(Aufgabenstellung) Wie könnte der Text über die Studie zu den Zürcher 1.-Mai-Ausschreitungen weitergehen? Führe ihn im Anschluss an seinen letzten Satz fort.

··· Angezeigter Textauszug

Alle Jahre wieder kommt es in Zürich nach der 1.-Mai-Feier zu Ausschreitungen. Das Pädagogische Institut der Universität zeigt in einer neuen Studie die Hintergründe dieses Phänomens auf.
David Werner

Wer sind sie eigentlich, die «Kinder vom Helvetiaplatz», die Jahr für Jahr pünktlich nach der offiziellen 1.-Mai-Demonstration ihr Randale-Ritual im Zürcher Kreis 4 zelebrieren? Was treibt sie an? Bisher gab es darüber nur Vermutungen. Von einem «Schwarzen Block» war die Rede, dann auch von wildgewordenen «Secondos». Im Auftrag der Stadt hat ein Forschungsteam unter der Leitung von Prof. Reinhard Fatke und Barbara Fontanellaz und unter Mitarbeit von Bettina Grubenmann, Myriam Rutschmann und Dr. Thomas Gabriel eine Auswahl von fünfundreissig Teilnehmenden der Nachdemonstration 2002 nach ihren Motiven, ihrer Herkunft und ihrer politischen Orientierung befragt.

······
··· Erfasste Daten

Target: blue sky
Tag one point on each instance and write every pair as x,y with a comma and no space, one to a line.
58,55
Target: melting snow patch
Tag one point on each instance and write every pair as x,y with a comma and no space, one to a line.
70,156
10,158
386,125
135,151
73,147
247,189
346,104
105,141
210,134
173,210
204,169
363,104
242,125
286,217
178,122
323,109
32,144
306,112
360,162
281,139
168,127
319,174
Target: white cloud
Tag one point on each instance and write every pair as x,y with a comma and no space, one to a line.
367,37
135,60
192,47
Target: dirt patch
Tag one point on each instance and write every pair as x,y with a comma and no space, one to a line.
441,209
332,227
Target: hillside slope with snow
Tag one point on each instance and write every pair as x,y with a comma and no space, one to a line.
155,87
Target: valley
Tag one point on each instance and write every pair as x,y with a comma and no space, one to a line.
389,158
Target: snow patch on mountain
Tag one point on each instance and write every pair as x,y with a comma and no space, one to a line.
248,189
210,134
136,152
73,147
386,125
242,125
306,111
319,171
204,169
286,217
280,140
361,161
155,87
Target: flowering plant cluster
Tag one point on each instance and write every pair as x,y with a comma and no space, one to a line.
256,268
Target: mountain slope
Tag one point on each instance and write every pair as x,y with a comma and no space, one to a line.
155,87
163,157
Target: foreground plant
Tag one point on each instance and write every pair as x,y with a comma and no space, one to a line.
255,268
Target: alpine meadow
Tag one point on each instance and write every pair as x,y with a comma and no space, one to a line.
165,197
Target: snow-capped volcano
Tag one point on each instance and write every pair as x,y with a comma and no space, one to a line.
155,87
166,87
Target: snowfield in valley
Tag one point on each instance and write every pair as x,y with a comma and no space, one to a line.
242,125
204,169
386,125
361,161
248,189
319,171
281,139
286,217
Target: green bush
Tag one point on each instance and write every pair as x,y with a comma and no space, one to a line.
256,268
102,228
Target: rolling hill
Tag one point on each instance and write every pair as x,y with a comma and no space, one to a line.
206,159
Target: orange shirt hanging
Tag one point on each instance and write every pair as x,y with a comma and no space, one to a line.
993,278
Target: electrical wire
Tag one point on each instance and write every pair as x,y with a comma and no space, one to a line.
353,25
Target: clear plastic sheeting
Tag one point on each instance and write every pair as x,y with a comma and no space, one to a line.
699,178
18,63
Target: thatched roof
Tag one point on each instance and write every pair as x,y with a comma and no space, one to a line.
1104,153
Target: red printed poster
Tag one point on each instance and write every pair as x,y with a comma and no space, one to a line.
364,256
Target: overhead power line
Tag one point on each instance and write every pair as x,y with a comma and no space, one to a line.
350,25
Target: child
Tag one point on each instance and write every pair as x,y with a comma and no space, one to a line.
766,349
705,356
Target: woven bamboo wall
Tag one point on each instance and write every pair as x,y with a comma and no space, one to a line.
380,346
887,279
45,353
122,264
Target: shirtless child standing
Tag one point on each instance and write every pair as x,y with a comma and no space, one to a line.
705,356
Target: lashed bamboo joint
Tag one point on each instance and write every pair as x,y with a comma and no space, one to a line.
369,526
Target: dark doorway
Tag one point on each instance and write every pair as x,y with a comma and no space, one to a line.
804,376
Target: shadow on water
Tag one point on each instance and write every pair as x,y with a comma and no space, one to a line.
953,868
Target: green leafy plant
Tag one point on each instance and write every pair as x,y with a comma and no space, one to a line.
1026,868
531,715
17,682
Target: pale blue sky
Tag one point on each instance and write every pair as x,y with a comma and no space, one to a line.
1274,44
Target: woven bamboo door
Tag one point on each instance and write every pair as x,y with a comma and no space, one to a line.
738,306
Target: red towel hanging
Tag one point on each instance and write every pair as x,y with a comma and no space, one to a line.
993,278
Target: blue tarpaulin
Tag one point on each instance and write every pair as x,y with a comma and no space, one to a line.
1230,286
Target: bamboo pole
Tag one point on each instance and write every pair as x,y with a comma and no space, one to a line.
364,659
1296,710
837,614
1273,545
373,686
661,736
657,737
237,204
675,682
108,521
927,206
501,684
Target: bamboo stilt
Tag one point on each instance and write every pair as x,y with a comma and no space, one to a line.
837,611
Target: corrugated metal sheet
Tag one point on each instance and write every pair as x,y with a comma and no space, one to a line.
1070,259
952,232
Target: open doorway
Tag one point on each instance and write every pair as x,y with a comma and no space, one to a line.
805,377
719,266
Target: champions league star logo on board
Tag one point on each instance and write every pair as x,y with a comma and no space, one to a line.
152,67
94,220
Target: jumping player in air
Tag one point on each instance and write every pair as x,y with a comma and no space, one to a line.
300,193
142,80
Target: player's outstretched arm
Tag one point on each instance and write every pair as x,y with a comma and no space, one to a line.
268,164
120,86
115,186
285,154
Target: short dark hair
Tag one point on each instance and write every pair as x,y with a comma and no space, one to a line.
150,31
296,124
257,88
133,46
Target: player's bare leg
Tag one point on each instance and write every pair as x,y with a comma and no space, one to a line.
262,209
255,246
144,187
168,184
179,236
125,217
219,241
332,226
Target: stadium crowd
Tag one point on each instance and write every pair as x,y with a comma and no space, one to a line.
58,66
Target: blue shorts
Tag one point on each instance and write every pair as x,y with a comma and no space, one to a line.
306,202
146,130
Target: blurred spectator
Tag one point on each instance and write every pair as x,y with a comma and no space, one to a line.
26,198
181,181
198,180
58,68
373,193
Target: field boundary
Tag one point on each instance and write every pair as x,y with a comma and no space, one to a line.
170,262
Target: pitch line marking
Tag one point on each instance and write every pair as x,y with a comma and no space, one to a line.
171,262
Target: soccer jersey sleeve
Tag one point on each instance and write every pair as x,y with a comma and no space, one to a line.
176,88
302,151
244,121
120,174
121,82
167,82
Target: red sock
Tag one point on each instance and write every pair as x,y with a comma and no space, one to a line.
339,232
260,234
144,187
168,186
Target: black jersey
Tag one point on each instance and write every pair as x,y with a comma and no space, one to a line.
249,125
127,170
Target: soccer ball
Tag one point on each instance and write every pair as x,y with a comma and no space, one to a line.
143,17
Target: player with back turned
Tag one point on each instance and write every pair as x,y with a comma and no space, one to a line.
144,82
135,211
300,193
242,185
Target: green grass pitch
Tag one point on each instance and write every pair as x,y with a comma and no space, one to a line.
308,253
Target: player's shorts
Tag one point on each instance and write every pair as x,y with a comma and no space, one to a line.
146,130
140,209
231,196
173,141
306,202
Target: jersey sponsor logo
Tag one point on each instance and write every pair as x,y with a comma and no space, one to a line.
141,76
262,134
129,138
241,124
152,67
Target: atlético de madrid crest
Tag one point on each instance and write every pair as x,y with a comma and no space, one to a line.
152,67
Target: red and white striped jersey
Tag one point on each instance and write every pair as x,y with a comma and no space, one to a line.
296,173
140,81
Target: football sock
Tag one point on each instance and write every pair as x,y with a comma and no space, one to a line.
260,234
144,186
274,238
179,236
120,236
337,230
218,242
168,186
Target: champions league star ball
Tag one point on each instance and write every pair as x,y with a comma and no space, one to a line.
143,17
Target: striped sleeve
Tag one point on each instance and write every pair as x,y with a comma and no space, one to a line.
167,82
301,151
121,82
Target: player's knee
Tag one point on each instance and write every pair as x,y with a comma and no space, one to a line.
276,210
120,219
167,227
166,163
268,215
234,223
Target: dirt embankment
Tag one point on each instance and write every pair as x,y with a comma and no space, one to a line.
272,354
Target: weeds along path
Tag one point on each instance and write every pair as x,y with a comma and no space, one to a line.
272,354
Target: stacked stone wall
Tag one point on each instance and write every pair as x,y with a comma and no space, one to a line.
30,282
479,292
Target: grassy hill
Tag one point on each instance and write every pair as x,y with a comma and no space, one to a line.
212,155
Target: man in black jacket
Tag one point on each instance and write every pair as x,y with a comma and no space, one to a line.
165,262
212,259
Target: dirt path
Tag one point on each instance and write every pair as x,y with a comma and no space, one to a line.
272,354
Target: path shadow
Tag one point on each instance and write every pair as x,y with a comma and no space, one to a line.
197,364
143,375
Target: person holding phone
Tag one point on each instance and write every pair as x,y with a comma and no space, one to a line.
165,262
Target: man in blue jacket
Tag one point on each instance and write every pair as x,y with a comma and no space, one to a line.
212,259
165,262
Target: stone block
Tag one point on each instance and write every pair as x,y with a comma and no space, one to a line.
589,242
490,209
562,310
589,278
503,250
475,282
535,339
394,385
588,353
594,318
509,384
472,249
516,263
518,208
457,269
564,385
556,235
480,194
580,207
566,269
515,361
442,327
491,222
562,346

······

(Antwortfeld)
Kontakte über die Polizei

«Wie man sich denken kann, war es nicht ganz einfach, an die Akteure heranzukommen», sagt Prof. Reinhard Fatke. Unter strikter Wahrung der Datenschutzbestimmungen konnten Kontakte über die Polizei, aber auch mit Hilfe von Sozialarbeitern und Jugendpfarrern hergestellt werden. Am Ende wurden 35 ausgefüllte Fragebögen und 13 Interviews ausgewertet. In quantitativer Hinsicht ist die Studie zwar nicht repräsentativ, dank der qualitativen Vertiefung durch die Interviews wurde jedoch ein breites Spektrum von Verhaltensmustern und Einstellungen unter den Demonstranten ermittelt.

Politisch interessierte Randalierer

Überraschend sind die ausgeprägten politischen Interessen der Randalierer. 82,9 Prozent der Befragten haben angegeben, sich für Politik zu interessieren. Ihr Hauptmotiv liegt gemäss der Studie nicht im puren Erlebniswert blindwütiger Zerstörung, auch wenn eine Selbst- und Spassbezogenheit das Protestverhalten sicherlich mit beinflusst. «Es fällt auf, dass insgesamt ein deutliches Bewusstsein hinsichtlich der Zukunftsprobleme der Gesellschaft vorhanden ist», heisst es im Forschungsbericht.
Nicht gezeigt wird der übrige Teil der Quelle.